— Extracted text —
"""
The vast majority of the time I program because there is this thing I need to do but none of the software available allows me to do it at all. I don't mean buggily or with shareware popups or as a paid product, I mean at all. The only way for me to do the specific thing I want is to program a solution to do it for me.
So suppose someone else comes along and has the exact same problem and comes up with a solution. Usually I'll just use it instead of spending more time. The solution is all I needed.
In this case the programming is only a thing I have to get out of the way in order to accomplish what I want. I don't care about maintenance or if anyone else has the same problem or if anyone else even comes up with the same solution. All I care about is doing the thing.
In these cases I will accept any solution, whether or not it's mine. Some people are just better at programming given the same time constraints. It does wound my ego a little, but using their solution immediately instead of putting all the effort into an inferior solution means I do what I wanted to do and move on to more important things.
"""
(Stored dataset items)
"""
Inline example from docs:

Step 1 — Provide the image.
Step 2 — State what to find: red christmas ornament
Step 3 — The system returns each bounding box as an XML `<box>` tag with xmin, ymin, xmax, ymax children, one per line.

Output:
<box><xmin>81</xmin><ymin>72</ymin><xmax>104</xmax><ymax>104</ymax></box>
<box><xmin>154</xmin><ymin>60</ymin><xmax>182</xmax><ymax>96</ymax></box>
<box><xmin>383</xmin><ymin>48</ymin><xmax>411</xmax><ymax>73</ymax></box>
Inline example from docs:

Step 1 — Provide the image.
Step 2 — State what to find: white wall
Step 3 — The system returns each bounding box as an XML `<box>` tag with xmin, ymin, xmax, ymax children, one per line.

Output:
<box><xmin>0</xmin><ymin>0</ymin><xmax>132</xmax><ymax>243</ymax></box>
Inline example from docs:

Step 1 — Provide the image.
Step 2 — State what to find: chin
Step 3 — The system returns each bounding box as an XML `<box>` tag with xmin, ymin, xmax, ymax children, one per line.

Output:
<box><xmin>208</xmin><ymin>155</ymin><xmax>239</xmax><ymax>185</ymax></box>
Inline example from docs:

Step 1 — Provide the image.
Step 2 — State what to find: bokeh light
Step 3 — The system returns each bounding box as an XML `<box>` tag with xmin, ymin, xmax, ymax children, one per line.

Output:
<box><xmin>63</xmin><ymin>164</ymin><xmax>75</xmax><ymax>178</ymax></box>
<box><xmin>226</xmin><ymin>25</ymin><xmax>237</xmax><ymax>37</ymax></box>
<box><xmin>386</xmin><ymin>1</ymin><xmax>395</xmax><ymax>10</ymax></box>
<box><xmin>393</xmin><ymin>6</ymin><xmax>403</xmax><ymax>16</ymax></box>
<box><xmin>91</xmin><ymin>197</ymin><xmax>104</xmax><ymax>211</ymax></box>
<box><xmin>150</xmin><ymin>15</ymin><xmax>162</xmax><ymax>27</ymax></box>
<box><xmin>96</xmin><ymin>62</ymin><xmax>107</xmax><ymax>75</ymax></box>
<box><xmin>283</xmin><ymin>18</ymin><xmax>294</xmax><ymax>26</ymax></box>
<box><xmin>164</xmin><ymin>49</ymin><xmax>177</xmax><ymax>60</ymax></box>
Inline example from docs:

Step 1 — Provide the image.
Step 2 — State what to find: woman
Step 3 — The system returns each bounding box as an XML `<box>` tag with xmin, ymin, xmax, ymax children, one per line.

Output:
"""
— Problems to work on —
A) In the passage on programming, what does the writer say is usually the reason they program?
B) List every thing the writer of the passage on programming says they don't care about when programming is only a means to an end.
C) Write a continuation of the passage on programming, starting after its final sentence.
None of the stored dataset items are needed here.

— Task-by-task answers —
A) The writer usually programs because none of the available software lets them do something they need to do at all.

B)
- Maintenance
- Whether anyone else has the same problem
- Whether anyone else comes up with the same solution

C)
What actually wounds my ego is when the project is intended to be used by other people. This means those people might not choose the same solution as me collectively between multiple different options. So now I do have to care about maintenance and having something to offer above everyone else's solution, because otherwise nobody is going to care about all the effort I'm putting into this solution.
The author appears to be a mixture of both, if I'm understanding correctly. When another competitor came along that did everything he envisioned his product would do he grudgingly signed up for it - because the product allowed him to do the thing he wanted to do all along. And he also wanted to be understood, to be a somebody with specific domain knowledge about this specific problem he encountered, and not being able to be that person since someone else already filled that gap was devastating.
I mean, we can celebrate effort, but there's almost nothing more demotivating to me than spending years on a problem only to find that someone else did it and simply did it better than you, so you start thinking, "if only I could have learned about all these other things instead of spending years fumbling around with programming specifics in order to satisfy this one need, which would have been satisfied anyways if I was just patient enough."
And it's also so, so easy to just state "just use X" and make it so much worse for the formerly motivated person. This is why social media will never fundamentally nourish people like me. Nobody can understand the context of two years of hard work when you just ask a simple question about what you feel about problem X or Y. At the same time, you can't argue with measurable improvements in correctness or efficiency, so in those cases some people like me find no other option except to get depressed. Then you would ask: "can anyone blame me for feeling like this?" Well, they would. "Pay more attention next time," "git gud," etc, etc...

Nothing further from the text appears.